▸ **What you are asked to do**
Determine how many lines in the records below include the word "bare" and output that number alone.

▸ **Task input**
-----

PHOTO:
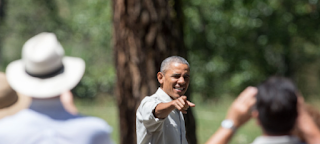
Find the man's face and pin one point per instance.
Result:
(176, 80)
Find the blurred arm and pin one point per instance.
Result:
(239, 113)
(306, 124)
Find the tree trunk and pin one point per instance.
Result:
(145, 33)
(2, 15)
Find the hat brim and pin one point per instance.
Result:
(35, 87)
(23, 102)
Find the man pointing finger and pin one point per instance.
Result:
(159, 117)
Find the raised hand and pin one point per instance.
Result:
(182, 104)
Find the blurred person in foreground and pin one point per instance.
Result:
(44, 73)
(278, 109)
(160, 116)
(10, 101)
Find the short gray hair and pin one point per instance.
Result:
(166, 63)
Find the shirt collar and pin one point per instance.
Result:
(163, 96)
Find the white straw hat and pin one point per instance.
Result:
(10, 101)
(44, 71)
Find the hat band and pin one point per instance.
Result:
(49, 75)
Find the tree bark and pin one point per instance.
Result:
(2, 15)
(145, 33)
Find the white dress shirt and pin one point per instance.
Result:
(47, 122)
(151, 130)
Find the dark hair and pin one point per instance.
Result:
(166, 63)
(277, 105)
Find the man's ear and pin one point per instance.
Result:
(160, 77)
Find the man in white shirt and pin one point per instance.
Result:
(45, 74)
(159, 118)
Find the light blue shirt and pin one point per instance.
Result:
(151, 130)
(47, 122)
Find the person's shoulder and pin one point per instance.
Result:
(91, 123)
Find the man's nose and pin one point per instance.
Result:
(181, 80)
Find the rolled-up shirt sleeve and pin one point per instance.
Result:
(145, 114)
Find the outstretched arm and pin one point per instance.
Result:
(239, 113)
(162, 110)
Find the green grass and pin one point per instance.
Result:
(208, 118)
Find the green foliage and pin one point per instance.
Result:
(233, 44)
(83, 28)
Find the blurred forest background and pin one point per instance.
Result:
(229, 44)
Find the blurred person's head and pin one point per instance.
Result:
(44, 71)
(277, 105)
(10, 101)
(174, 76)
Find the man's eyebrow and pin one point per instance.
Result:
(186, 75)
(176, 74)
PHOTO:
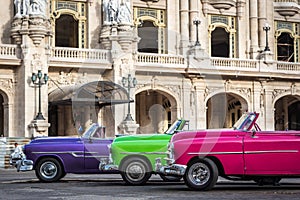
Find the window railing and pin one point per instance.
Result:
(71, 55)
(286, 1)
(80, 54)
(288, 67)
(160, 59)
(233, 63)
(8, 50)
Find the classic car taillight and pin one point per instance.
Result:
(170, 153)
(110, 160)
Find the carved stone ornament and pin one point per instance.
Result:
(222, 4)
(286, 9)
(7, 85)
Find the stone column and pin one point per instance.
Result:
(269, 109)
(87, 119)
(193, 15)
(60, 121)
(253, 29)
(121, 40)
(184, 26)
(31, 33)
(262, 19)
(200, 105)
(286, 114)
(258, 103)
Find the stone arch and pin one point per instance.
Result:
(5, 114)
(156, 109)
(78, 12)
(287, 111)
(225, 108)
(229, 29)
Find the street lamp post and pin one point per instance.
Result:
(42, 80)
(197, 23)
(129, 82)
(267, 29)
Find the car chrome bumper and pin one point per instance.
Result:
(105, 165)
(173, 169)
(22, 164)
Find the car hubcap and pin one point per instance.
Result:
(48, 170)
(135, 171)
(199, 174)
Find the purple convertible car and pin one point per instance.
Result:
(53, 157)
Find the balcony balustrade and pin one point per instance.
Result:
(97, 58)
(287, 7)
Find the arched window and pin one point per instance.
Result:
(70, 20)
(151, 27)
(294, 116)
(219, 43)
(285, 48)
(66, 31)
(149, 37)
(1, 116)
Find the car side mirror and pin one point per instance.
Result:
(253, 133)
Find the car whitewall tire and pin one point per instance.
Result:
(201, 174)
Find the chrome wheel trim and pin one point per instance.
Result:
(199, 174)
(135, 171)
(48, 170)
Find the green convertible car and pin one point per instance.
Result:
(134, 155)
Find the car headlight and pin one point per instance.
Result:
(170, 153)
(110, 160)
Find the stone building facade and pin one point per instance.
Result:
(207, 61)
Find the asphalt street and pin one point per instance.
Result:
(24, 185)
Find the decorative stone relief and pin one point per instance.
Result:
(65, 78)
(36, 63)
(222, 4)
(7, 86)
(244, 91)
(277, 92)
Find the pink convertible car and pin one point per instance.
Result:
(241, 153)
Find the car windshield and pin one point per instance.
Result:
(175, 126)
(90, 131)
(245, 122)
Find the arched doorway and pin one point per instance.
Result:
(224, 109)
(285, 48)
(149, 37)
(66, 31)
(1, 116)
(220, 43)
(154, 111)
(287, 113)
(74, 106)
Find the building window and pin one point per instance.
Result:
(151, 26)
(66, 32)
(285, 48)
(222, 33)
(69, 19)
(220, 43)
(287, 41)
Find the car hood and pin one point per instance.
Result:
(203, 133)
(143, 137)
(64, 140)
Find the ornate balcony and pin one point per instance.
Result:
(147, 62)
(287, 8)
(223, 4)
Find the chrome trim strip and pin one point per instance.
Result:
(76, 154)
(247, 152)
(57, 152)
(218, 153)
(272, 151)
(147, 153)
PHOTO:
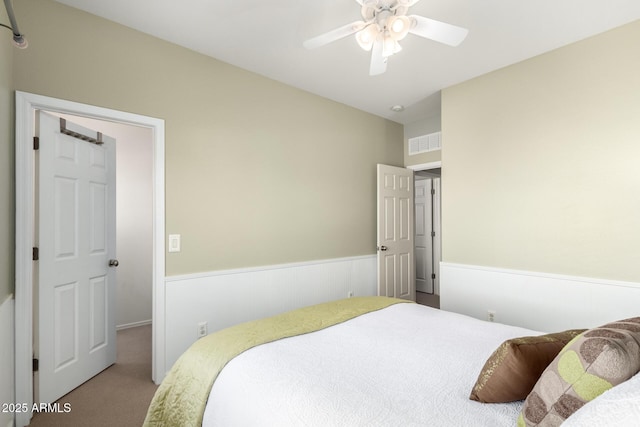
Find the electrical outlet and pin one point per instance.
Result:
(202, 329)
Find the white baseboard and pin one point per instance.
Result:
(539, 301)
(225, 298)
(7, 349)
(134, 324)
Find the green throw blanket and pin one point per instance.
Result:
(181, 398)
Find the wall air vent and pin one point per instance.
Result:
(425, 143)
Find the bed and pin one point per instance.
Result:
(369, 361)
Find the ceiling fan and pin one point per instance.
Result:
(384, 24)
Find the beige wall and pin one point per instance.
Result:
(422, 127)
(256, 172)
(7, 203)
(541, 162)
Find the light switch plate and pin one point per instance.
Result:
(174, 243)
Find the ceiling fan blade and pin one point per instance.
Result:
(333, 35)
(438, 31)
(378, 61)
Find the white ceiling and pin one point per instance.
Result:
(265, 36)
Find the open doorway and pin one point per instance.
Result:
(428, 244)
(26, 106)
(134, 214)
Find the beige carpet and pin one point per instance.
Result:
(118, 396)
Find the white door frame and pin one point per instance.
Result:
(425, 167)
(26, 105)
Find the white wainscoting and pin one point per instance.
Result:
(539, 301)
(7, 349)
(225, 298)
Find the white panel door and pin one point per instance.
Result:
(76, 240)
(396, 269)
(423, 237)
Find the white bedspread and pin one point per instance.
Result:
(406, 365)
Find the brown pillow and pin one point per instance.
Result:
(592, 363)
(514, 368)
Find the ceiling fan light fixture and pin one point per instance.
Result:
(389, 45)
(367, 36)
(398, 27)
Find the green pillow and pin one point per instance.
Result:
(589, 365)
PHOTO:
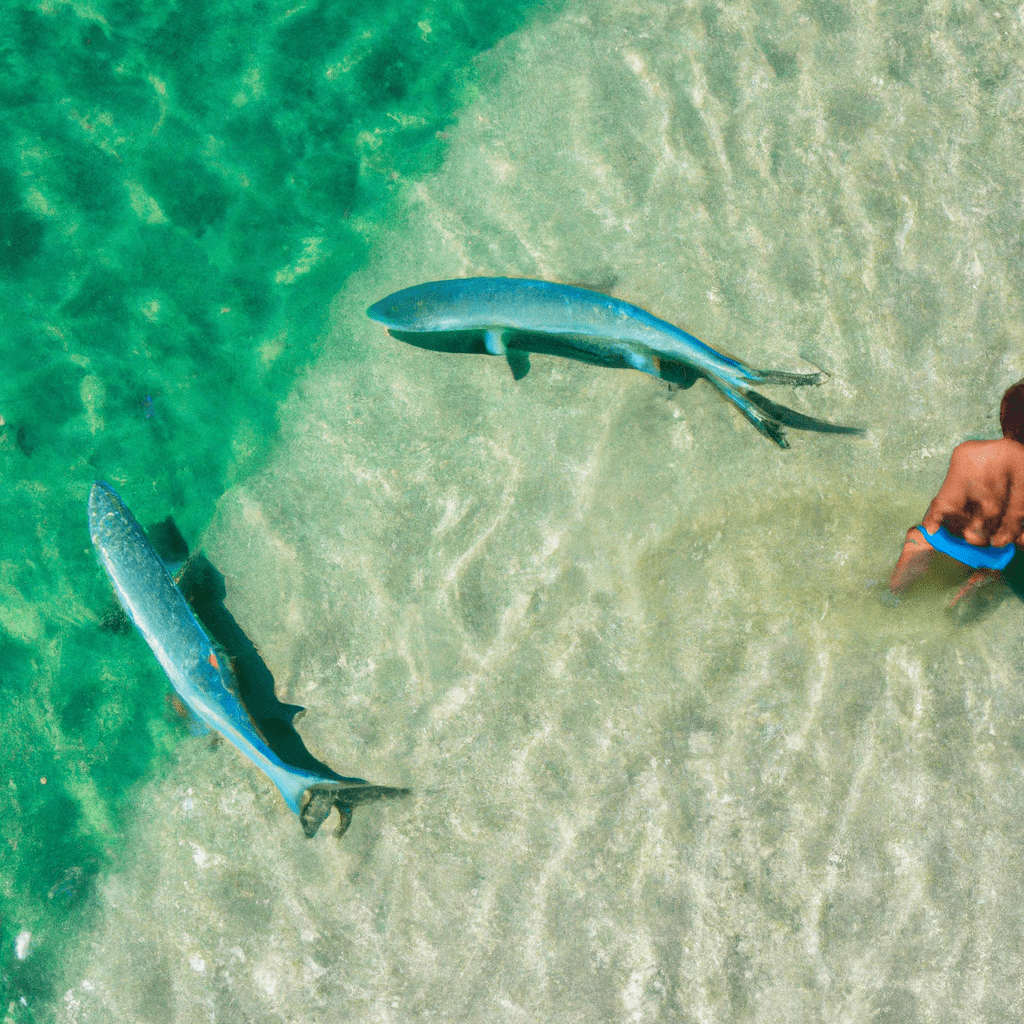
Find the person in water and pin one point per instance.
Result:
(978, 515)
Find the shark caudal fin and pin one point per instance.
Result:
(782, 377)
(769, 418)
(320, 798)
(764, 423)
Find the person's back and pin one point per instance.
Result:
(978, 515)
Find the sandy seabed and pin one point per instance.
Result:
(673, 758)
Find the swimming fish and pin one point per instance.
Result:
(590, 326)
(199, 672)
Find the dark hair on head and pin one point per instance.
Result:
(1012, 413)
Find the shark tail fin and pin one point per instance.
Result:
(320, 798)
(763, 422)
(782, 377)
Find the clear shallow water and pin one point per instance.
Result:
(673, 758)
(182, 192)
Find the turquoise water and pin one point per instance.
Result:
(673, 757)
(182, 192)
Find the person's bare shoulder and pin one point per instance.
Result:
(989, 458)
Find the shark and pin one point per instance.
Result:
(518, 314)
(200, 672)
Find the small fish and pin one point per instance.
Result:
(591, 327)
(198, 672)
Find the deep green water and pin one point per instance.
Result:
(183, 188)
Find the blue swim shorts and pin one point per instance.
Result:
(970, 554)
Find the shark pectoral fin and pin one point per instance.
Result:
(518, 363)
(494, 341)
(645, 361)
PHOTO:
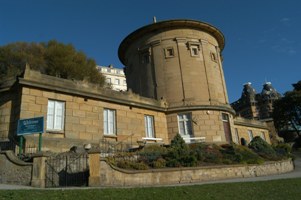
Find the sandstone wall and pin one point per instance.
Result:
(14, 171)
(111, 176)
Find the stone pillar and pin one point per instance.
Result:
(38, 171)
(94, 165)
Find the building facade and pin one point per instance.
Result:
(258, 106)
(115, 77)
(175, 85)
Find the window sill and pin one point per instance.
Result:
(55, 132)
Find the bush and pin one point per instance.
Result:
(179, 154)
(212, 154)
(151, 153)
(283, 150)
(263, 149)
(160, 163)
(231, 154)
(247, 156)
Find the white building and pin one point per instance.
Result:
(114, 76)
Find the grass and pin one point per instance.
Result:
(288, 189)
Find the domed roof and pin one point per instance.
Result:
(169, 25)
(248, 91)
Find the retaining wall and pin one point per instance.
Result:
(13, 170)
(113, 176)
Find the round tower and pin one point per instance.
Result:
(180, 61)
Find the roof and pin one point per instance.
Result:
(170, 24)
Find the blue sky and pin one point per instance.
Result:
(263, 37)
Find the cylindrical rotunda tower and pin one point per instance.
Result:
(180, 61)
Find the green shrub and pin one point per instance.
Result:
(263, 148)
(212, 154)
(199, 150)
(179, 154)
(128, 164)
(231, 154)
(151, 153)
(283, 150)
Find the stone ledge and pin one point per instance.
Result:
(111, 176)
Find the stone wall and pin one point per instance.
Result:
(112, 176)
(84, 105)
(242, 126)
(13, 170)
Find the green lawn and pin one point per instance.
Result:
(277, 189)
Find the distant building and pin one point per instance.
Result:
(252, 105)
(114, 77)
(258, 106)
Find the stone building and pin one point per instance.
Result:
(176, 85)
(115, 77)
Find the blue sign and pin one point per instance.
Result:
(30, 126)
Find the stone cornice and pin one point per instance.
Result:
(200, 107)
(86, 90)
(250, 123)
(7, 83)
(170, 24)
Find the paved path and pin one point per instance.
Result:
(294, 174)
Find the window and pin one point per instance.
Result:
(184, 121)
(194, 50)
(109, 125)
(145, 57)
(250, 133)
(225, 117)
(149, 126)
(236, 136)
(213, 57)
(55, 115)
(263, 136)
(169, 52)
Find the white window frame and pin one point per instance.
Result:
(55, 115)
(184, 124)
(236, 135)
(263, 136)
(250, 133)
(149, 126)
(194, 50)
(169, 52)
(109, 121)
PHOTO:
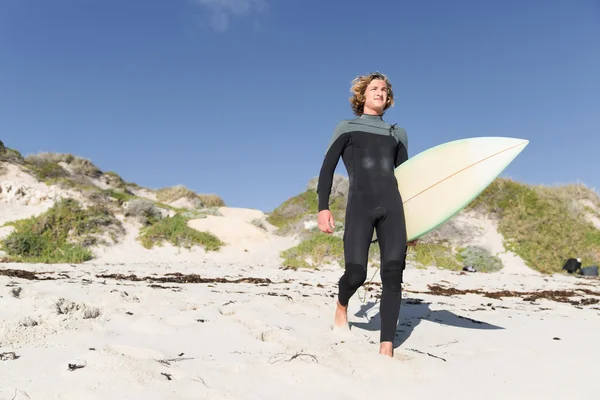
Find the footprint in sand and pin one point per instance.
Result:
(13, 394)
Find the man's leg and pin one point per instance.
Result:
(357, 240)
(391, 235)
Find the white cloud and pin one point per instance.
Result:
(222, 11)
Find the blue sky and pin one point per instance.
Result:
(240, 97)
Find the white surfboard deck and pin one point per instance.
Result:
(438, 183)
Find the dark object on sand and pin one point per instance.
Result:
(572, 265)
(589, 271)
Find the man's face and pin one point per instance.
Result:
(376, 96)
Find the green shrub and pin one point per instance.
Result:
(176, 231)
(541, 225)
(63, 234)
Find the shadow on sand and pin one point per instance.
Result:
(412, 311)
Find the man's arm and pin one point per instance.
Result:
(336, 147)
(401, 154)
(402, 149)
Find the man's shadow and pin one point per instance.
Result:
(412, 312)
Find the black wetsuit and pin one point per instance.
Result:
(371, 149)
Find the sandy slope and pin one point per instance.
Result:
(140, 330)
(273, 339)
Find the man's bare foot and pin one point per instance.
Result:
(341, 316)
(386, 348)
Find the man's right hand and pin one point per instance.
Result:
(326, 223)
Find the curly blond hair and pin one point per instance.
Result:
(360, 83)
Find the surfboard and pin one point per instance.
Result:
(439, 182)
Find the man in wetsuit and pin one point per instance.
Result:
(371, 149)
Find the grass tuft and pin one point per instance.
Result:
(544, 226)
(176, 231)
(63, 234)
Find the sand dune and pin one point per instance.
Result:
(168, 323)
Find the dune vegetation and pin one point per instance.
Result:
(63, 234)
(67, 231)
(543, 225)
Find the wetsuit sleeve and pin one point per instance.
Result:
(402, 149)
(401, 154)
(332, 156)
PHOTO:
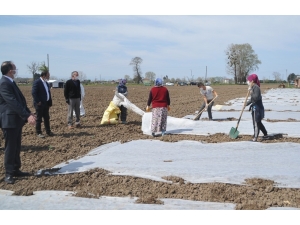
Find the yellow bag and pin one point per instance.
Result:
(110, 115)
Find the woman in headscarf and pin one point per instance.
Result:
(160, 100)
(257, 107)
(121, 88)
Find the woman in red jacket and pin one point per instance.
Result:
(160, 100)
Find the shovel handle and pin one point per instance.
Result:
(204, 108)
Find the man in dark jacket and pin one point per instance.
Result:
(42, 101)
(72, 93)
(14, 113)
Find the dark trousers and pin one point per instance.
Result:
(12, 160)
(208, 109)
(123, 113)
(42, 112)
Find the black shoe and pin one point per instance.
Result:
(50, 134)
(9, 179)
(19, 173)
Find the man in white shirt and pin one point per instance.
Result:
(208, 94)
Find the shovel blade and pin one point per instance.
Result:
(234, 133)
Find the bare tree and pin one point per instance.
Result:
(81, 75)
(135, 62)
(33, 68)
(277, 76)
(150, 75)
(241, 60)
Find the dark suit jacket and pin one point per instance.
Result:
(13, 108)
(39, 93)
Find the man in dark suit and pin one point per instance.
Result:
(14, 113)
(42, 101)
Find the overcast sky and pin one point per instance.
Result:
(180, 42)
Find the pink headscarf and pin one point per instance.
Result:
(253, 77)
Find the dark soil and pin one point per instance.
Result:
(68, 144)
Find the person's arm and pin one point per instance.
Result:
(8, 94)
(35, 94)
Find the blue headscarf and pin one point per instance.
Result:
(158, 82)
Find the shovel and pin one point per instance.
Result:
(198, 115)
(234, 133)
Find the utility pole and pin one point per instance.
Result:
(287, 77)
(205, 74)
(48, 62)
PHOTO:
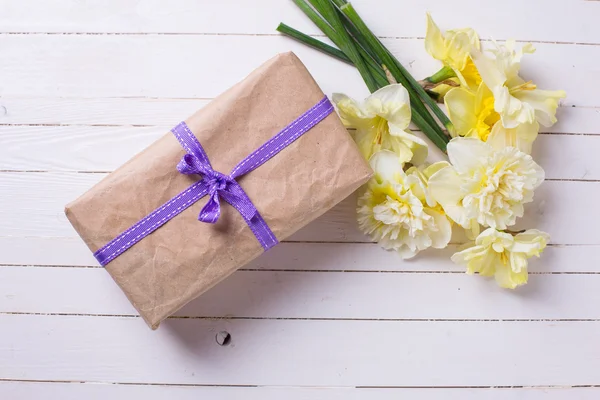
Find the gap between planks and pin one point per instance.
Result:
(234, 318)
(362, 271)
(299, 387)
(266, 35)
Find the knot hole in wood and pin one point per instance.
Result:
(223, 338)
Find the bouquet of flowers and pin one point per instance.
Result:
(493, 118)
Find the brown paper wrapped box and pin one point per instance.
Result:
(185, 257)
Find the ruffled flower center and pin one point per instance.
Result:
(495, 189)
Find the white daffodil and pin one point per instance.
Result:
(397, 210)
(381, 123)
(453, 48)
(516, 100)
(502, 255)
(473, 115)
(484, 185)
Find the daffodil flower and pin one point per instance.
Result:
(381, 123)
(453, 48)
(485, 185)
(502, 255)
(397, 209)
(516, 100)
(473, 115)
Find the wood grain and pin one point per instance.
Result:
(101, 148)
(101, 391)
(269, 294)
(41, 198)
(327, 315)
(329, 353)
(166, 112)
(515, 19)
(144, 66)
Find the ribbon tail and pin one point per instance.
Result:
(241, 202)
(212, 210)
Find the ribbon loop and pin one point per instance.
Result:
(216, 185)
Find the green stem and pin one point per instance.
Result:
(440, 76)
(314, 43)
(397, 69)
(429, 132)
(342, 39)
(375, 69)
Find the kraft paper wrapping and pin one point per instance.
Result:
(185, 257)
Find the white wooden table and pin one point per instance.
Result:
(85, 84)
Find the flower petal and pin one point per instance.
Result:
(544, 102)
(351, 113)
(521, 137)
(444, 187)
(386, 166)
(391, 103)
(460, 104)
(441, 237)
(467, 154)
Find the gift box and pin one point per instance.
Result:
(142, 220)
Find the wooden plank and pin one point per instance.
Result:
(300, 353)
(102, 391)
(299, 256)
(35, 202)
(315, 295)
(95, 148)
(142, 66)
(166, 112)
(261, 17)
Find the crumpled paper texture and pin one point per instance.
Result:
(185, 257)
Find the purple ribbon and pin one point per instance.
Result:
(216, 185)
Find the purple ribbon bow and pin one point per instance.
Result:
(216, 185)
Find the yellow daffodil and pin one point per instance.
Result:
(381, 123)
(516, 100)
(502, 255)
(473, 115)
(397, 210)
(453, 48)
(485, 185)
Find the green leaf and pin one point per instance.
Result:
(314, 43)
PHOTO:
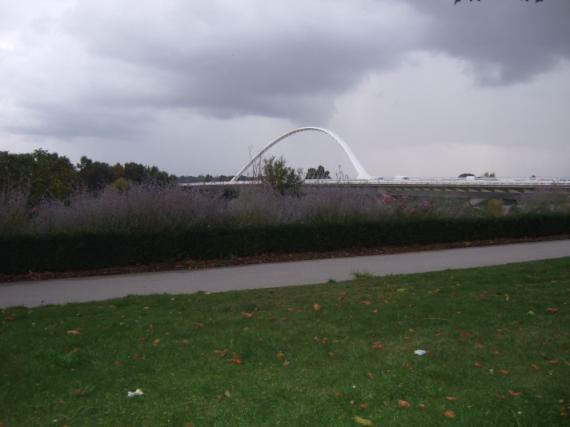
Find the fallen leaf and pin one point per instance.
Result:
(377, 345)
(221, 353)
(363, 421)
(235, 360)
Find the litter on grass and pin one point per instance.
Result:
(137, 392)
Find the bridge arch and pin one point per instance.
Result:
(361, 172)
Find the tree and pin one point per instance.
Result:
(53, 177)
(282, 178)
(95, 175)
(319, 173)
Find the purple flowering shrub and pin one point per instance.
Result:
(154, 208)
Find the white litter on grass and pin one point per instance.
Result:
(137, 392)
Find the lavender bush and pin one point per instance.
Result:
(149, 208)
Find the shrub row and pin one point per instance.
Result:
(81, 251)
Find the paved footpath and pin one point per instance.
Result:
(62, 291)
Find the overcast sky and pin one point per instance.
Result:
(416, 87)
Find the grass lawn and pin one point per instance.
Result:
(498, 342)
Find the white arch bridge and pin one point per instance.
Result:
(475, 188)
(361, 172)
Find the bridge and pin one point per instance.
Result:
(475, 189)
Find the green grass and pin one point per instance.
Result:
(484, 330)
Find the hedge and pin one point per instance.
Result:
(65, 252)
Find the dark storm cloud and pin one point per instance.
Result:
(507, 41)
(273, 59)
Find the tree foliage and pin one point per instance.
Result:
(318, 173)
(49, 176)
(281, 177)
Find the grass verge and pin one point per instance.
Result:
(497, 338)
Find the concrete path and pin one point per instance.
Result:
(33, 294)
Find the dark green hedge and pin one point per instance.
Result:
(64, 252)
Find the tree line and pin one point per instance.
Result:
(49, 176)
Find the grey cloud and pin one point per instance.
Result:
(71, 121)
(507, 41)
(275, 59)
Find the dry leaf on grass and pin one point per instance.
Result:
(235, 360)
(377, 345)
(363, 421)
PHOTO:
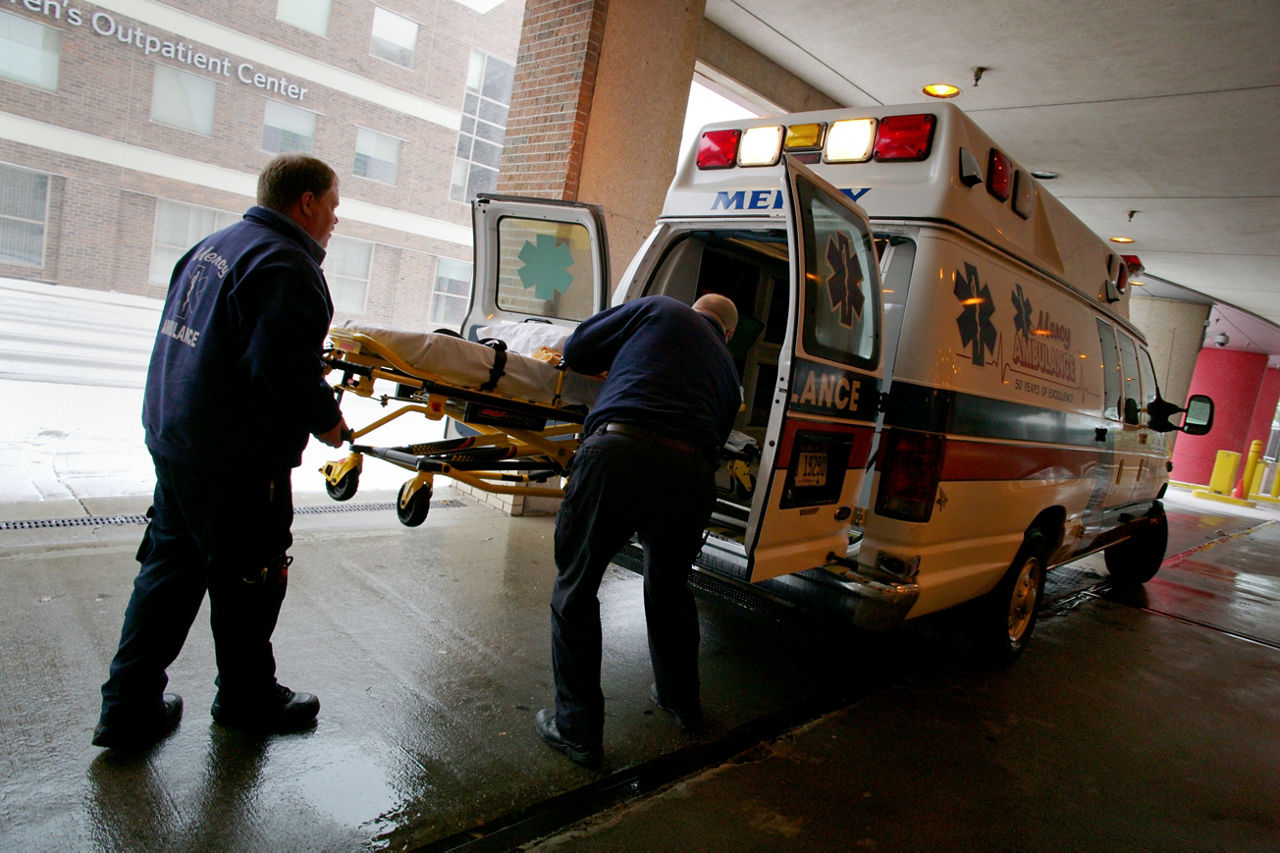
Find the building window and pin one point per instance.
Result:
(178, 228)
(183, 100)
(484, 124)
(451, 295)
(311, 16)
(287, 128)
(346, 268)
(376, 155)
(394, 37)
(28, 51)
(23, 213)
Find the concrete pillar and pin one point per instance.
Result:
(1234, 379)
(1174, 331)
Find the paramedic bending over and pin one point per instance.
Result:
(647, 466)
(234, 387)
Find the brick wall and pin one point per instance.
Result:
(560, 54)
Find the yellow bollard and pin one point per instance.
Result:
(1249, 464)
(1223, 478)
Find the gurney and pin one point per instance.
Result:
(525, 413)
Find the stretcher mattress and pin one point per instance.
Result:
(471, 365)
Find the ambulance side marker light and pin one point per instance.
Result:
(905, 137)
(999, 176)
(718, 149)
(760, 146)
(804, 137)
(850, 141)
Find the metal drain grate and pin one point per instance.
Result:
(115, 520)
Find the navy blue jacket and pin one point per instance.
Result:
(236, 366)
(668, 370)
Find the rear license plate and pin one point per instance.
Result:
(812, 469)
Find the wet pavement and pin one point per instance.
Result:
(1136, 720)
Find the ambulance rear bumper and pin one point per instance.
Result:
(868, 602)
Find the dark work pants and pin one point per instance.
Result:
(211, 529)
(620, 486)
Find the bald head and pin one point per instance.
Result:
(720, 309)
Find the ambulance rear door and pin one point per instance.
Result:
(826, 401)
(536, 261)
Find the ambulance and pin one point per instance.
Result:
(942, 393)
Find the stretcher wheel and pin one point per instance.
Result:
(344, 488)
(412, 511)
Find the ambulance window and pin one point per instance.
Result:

-----

▸ **Solution for this exercise**
3